Work to complete -
Every line holding the string "Target" should be copied out of the listing.

Data provided -
_ _ _ _ _ _ _

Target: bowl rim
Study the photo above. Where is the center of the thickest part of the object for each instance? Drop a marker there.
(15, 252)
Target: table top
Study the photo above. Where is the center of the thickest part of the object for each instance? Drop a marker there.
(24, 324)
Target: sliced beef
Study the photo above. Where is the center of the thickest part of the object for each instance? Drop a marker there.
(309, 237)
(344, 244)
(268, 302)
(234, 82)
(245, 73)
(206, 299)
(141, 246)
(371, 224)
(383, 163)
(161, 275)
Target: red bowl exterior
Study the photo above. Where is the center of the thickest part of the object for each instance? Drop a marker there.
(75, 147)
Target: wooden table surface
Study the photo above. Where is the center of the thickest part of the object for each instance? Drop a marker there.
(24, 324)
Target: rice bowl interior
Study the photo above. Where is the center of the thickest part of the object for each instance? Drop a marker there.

_ _ _ _ _ _ _

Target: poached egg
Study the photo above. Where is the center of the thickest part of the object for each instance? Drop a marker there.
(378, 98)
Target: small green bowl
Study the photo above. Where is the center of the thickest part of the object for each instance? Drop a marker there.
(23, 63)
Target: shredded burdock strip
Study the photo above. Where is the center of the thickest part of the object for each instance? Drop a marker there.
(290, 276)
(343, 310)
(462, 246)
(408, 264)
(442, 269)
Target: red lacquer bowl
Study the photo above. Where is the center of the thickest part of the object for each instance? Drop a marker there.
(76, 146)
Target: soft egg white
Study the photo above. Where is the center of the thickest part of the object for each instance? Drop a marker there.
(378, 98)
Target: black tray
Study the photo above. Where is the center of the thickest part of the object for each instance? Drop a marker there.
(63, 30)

_ _ _ _ _ _ _

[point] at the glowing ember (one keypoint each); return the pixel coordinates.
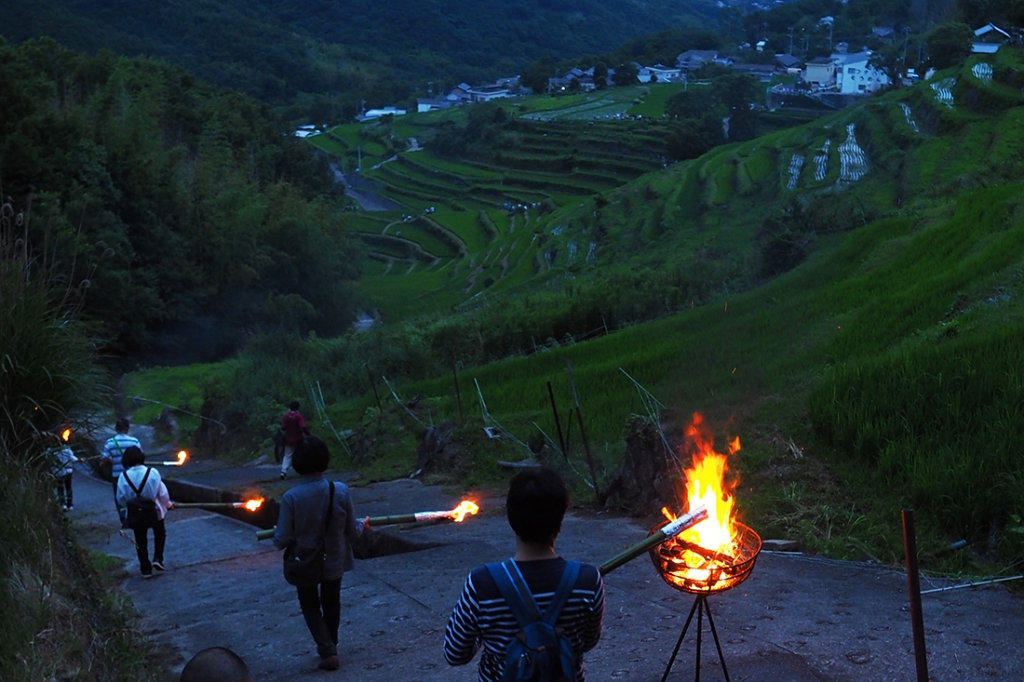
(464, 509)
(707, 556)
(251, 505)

_ _ _ _ _ _ _

Task solution -
Target: bowl rim
Target: table top
Target: sliced beef
Target: red bowl exterior
Target: wooden table surface
Target: rice bowl interior
Target: poached egg
Target: small green bowl
Target: shredded burdock strip
Target: red lacquer bowl
Target: soft egg white
Target: black tray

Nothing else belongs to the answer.